» **PROMPT**:
Find each line in the records below that contains the word "tree", and copy those lines out.

» **EXCERPTED RECORDS**:

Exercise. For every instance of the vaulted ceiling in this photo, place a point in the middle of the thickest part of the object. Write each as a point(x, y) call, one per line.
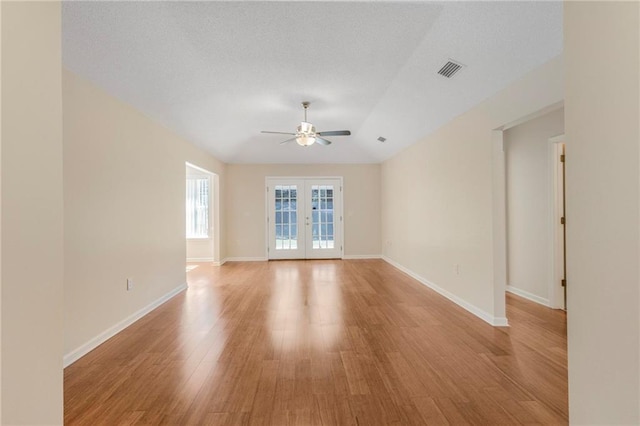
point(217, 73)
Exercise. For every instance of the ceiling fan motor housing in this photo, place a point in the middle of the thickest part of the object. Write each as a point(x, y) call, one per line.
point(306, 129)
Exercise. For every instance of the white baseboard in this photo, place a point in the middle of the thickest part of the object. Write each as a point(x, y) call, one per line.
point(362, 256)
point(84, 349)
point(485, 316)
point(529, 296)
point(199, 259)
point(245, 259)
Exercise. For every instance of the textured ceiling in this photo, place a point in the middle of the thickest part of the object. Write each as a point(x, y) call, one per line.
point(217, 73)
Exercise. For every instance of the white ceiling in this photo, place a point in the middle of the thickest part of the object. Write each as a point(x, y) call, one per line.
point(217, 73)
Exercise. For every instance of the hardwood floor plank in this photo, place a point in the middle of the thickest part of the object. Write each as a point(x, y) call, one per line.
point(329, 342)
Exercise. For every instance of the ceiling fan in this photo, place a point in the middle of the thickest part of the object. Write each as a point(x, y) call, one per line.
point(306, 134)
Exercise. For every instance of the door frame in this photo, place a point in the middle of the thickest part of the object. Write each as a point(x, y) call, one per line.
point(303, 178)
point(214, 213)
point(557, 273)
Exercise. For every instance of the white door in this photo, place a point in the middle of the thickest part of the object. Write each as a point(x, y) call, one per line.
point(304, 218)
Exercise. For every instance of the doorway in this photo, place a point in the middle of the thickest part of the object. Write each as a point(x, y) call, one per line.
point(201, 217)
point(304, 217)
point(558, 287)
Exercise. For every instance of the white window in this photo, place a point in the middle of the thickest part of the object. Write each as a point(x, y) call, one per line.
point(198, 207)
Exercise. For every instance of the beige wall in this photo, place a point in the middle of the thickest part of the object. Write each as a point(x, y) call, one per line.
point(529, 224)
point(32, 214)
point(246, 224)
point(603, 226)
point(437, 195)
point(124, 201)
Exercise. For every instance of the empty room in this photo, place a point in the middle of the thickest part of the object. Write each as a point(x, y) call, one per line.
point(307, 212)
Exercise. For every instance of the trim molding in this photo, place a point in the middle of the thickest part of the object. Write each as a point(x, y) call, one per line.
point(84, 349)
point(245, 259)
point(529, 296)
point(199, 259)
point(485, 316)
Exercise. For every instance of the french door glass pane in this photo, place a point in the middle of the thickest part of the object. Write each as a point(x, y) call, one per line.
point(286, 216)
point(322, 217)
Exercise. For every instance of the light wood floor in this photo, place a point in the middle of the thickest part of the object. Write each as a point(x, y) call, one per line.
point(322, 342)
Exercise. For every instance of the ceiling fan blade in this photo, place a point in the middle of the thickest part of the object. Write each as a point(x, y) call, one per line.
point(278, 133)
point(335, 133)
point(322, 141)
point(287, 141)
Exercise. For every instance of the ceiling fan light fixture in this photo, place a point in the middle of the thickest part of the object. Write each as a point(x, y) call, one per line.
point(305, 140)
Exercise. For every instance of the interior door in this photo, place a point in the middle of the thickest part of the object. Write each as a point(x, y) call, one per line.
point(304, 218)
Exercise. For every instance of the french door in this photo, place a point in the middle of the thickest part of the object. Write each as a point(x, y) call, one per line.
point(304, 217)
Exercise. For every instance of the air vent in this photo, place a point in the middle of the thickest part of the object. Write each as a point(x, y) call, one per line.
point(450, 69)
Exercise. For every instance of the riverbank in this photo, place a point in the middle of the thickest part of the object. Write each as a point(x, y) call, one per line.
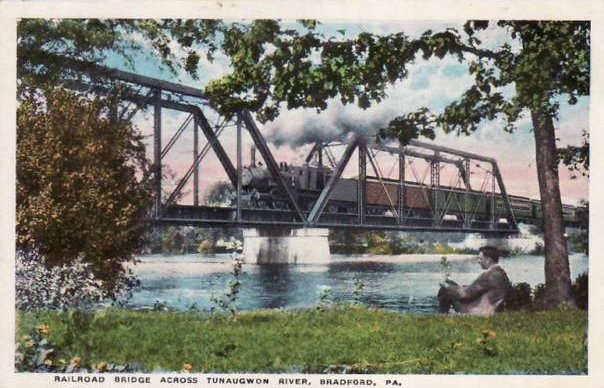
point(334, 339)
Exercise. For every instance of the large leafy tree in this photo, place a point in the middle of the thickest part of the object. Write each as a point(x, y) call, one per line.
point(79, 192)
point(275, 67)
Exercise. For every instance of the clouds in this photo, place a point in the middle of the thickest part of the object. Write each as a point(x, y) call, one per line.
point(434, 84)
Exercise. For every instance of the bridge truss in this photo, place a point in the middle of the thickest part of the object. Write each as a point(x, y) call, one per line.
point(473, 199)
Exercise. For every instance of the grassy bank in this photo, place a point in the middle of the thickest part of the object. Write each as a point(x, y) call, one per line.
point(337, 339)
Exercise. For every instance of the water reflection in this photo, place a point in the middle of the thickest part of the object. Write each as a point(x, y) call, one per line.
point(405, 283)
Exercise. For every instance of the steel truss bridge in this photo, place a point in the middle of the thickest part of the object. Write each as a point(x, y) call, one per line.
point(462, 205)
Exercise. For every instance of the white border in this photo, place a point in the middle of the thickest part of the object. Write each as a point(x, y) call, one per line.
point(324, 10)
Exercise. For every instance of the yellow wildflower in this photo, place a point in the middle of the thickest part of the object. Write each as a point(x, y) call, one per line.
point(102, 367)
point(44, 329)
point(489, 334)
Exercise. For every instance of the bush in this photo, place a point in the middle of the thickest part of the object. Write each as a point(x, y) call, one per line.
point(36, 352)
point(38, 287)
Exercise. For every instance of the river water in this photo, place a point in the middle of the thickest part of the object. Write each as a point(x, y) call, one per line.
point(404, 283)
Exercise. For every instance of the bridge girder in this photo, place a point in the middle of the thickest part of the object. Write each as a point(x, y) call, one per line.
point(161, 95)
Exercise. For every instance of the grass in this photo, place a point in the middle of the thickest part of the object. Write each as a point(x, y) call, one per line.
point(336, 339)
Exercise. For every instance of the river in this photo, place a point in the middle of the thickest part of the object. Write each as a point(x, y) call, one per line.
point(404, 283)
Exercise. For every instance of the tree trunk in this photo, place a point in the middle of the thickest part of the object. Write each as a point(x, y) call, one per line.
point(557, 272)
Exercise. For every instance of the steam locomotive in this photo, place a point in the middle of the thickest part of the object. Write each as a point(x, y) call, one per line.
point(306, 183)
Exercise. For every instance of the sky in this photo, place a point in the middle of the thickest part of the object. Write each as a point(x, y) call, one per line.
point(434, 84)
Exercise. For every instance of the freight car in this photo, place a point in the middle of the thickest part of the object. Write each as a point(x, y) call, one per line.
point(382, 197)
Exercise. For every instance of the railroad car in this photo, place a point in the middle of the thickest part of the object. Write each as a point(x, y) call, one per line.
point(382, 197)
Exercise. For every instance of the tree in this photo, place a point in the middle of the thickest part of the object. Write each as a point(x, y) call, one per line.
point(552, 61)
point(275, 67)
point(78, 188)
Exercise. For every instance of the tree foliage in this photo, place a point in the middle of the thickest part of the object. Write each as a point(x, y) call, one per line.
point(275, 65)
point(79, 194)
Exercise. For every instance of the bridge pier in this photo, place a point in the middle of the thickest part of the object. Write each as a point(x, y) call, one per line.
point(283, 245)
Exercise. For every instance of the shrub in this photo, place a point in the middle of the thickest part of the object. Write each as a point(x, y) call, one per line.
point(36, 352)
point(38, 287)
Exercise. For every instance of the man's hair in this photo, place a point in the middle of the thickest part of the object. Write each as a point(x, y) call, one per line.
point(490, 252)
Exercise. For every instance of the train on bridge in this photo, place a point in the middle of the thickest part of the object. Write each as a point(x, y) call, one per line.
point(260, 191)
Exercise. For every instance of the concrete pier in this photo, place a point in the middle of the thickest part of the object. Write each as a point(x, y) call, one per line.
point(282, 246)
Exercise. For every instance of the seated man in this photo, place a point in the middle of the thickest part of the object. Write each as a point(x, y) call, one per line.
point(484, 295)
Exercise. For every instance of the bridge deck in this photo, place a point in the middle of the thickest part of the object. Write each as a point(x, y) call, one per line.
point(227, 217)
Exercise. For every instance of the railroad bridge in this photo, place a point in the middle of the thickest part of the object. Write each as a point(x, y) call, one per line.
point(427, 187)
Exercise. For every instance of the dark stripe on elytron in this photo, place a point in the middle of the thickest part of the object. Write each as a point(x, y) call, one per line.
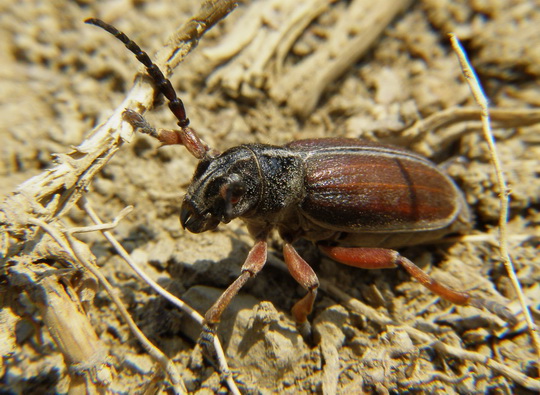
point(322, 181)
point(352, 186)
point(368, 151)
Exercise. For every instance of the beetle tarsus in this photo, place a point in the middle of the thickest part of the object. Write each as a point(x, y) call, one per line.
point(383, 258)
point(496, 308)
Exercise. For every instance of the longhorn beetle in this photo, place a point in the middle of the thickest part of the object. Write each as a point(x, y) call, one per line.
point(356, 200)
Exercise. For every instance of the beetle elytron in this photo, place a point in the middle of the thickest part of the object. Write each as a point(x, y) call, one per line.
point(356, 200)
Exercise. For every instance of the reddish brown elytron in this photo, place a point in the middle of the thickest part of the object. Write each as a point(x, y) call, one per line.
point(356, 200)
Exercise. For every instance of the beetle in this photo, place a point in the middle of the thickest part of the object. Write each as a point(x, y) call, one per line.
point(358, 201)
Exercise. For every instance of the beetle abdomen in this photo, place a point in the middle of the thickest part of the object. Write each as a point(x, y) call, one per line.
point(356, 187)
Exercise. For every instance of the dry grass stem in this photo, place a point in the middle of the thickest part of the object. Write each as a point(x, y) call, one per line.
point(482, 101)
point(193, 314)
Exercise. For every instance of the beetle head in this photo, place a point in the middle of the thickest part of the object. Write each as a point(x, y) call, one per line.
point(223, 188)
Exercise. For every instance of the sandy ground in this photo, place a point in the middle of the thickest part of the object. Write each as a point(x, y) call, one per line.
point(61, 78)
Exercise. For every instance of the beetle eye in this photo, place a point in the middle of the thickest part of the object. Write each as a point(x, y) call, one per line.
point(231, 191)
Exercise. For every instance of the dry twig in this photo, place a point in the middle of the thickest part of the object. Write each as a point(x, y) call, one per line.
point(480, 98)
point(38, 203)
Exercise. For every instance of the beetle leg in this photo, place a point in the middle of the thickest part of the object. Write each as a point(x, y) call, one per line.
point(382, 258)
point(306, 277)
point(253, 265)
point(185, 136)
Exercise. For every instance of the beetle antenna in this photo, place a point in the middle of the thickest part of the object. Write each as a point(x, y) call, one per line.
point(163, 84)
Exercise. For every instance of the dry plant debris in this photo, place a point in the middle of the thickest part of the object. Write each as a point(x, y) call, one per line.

---

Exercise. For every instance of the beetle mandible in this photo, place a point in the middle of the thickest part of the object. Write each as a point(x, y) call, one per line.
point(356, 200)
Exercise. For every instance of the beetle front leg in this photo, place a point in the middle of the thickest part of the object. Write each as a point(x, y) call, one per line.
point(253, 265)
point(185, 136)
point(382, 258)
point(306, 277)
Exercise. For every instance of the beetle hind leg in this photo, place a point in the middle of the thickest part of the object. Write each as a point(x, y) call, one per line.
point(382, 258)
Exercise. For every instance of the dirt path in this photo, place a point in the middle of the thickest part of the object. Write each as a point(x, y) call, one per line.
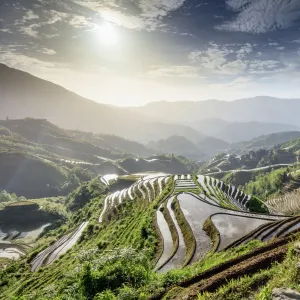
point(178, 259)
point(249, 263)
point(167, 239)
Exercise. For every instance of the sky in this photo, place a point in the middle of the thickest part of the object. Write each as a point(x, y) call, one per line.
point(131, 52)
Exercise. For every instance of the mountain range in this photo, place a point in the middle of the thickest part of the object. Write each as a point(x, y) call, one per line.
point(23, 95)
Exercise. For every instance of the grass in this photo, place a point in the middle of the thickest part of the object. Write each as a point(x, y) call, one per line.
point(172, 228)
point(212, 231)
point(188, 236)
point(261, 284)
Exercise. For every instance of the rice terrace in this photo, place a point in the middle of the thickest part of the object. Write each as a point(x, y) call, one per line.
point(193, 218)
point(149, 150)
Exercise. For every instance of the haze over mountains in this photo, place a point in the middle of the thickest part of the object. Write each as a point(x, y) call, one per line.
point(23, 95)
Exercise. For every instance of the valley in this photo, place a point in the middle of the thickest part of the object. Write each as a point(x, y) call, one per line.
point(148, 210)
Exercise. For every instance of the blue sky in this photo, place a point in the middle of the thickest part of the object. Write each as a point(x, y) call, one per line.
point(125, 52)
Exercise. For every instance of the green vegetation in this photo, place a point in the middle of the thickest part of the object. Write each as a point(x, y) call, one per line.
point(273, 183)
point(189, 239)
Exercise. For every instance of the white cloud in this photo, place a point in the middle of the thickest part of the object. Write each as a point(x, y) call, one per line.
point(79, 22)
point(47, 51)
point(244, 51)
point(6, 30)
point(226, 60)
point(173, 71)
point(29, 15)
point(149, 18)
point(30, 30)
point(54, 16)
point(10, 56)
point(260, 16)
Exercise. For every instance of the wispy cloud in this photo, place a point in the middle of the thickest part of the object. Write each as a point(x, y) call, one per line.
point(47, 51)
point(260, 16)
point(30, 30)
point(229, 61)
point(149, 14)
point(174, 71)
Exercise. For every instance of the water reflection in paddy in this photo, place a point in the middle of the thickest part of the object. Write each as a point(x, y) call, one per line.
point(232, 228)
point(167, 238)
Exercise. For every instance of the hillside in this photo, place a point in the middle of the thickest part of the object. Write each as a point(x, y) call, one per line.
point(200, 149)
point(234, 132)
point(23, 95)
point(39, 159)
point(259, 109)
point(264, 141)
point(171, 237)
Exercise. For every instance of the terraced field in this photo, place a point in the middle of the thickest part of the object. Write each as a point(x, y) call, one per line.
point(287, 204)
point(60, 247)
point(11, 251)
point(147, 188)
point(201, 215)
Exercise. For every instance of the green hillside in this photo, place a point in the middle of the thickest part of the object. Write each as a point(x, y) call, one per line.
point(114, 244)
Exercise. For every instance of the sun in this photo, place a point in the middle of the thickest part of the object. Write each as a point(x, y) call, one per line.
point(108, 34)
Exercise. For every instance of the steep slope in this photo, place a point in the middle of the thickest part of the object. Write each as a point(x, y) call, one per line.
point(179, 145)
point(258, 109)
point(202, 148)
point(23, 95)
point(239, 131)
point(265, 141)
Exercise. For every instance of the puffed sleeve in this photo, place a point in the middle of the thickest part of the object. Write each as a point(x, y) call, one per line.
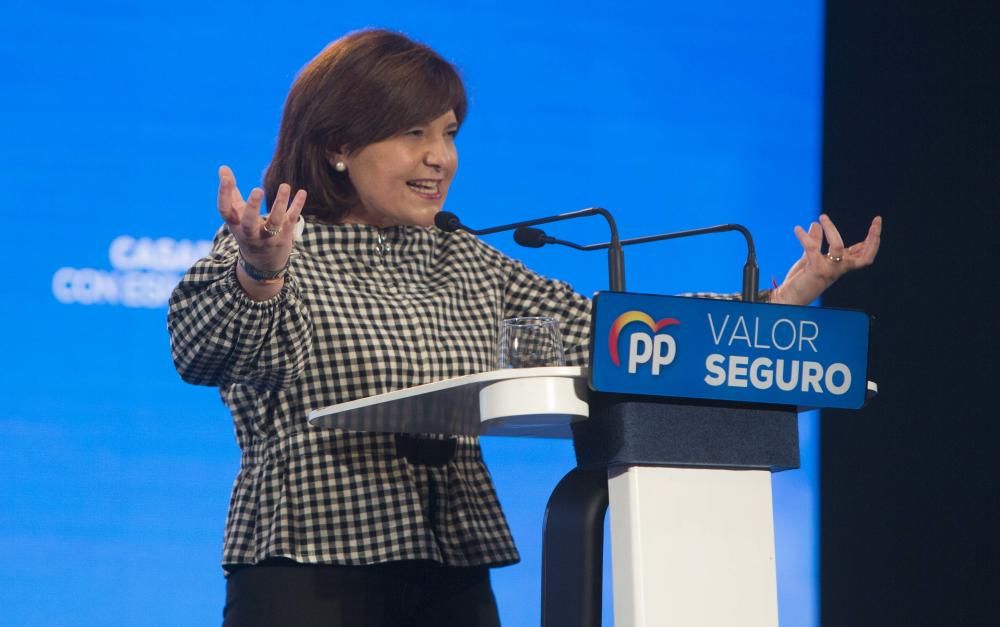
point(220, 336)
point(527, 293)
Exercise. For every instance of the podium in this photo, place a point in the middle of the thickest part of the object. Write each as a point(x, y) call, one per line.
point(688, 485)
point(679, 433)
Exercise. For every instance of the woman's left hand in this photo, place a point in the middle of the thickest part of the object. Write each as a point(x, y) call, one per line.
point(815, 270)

» **WORKED ANSWER**:
Exercise. For every instance of the large leafy tree in this photo, place a point in the middle of the thickest part of the object. Write each as a point(x, y) call, one per line.
Exercise. For every instance of the tree trunk in this photo, place a point in the middle of the thickest part of the object. Write each as a point(x, y) call, one per line.
Exercise. For every instance of the tree in this photo, place a point in the middle of the thickest part of the object. Write each as a point(x, y) call, one per line.
Exercise. For every instance of the tree foliage in this photo, place a point in the middle of the thickest part of the object. Write each as a point(x, y) call, one per line.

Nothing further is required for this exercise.